> _Natural-language object grounding data_:
=== Begin Enclosure ===

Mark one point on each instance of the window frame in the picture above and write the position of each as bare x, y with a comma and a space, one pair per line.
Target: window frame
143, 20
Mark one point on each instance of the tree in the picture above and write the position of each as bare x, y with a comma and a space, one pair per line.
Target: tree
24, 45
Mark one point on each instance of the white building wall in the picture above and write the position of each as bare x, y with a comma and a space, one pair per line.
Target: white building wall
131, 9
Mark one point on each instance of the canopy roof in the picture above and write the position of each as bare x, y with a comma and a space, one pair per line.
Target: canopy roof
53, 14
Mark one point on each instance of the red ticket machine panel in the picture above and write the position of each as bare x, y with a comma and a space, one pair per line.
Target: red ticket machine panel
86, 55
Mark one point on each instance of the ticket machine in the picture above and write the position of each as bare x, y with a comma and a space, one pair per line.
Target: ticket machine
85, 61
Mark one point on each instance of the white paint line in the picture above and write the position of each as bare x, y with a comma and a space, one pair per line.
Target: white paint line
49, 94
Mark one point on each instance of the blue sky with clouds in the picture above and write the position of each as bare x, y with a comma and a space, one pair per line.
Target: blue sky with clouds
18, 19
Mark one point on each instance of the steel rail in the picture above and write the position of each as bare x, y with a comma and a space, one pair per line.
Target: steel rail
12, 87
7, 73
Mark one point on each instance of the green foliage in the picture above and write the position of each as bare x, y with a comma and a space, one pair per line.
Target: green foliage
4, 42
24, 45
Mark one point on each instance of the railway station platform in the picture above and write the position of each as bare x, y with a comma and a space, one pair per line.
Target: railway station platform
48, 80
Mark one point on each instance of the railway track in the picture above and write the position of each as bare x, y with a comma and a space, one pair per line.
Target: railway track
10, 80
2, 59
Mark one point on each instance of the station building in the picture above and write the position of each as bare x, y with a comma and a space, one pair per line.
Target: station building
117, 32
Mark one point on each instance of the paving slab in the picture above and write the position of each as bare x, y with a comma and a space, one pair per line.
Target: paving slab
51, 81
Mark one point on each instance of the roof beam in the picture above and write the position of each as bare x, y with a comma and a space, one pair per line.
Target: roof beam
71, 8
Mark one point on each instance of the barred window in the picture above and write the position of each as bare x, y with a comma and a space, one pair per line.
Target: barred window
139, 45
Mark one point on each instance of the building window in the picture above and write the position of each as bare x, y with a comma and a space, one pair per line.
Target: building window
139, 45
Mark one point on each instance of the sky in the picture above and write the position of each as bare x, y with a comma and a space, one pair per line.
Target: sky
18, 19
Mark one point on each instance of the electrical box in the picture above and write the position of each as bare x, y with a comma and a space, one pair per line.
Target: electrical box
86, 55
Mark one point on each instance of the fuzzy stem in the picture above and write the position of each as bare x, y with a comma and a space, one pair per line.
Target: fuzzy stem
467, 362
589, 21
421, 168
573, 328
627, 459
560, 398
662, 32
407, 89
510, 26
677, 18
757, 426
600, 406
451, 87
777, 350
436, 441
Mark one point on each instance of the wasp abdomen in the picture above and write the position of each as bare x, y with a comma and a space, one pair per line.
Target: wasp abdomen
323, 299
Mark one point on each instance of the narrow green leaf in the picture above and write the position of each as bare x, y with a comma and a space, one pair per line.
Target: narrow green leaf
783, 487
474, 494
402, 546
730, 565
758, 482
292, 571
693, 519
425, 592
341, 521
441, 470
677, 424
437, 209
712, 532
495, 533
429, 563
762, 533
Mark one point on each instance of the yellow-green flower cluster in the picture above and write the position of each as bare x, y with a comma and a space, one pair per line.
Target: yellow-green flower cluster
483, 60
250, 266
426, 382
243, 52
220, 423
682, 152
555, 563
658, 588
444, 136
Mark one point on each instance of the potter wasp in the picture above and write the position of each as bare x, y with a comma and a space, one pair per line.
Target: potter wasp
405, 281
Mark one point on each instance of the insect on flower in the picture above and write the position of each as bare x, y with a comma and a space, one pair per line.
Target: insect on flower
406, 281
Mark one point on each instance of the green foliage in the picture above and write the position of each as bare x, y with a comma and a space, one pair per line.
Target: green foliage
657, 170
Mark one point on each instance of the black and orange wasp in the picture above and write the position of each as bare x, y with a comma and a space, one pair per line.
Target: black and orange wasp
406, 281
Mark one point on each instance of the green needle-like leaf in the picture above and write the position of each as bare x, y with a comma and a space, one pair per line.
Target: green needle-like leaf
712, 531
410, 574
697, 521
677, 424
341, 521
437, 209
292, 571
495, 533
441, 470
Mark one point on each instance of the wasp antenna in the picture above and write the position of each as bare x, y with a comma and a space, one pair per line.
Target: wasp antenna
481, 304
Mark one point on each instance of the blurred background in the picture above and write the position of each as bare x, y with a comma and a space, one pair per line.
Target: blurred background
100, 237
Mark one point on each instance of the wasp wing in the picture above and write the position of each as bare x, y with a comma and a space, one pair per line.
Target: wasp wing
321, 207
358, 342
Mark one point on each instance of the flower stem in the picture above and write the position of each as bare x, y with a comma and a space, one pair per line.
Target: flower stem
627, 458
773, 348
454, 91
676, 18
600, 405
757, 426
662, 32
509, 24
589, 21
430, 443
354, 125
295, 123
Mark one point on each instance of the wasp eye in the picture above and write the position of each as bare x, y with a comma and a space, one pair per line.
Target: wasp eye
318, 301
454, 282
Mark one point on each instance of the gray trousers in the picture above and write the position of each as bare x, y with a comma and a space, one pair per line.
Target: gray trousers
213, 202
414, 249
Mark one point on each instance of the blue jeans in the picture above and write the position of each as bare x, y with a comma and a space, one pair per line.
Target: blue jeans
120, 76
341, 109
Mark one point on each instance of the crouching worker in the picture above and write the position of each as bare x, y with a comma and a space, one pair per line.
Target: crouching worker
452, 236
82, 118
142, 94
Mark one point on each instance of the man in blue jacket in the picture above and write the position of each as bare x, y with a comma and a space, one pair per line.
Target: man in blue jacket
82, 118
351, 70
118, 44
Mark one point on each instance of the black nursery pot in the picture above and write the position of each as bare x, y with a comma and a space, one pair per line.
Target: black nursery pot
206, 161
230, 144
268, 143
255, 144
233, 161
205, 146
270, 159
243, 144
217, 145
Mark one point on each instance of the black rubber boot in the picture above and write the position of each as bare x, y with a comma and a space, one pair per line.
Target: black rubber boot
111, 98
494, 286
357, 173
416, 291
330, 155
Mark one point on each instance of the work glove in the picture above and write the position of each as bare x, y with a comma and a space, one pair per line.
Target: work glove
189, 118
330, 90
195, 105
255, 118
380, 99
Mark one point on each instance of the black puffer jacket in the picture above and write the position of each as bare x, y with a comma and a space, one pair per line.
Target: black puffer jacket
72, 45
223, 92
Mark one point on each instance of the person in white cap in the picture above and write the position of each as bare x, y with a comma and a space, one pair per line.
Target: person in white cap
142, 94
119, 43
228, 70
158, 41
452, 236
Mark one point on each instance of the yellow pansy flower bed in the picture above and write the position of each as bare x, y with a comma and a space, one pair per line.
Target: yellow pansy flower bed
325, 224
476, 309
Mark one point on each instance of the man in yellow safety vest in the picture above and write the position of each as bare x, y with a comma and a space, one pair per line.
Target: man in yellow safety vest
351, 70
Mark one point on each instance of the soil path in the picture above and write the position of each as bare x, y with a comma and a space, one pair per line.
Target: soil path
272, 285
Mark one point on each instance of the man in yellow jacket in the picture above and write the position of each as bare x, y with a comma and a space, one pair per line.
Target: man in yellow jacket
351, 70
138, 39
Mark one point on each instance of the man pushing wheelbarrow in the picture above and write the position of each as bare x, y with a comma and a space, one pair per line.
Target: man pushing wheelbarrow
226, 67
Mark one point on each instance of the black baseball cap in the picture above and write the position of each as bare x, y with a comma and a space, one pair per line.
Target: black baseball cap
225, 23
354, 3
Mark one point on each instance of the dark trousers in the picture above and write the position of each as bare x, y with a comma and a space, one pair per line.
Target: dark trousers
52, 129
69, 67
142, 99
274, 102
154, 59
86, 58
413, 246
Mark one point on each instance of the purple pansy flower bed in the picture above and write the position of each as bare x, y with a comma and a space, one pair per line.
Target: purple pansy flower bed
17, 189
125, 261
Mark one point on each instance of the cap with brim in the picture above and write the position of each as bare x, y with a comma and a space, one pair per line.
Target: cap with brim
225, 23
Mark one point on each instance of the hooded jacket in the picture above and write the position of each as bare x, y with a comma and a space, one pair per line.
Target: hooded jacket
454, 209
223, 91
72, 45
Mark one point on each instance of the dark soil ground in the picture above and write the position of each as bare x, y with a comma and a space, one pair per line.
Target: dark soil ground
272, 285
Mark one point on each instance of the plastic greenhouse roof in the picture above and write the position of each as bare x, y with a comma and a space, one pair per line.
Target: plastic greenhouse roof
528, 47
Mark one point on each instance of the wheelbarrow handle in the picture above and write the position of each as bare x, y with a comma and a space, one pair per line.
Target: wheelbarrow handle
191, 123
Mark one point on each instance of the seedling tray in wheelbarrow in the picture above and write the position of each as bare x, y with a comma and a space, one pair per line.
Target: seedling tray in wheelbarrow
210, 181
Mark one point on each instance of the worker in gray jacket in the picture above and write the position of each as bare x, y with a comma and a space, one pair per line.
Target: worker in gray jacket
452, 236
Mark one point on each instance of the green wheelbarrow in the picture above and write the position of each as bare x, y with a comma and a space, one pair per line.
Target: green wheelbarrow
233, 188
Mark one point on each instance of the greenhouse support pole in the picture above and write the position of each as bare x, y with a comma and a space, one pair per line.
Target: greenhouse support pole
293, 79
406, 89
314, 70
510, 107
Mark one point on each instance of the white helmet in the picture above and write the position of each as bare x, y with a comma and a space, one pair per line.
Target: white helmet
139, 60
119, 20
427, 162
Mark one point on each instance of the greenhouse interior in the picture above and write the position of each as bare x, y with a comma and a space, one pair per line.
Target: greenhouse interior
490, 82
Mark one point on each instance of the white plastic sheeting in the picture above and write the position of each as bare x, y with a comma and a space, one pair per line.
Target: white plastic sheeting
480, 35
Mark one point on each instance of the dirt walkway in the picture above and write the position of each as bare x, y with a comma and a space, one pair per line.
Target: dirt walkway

=== End Enclosure ===

> _Task item_: Exactly as they stand in the records above, print the lines from the one containing "Mark one point on each instance of the greenhouse interior" through the final line, inclusive.

> _Task answer_:
Mark one point on each instance of the greenhouse interior in the picture above and write the position of each as bare x, y with a comma and a space, one pair per line.
Target: greenhouse interior
490, 82
Mark one point on each instance of the white plastic sheeting in the picture above and write the position of each as bare x, y with a comma and a space, one pair per line.
Target: white plastic sheeting
480, 35
Mark one point on each instance of the dirt walkway in the picture above and write the position of each as bare x, y with a comma and a space, one pair per line.
Target: dirt walkway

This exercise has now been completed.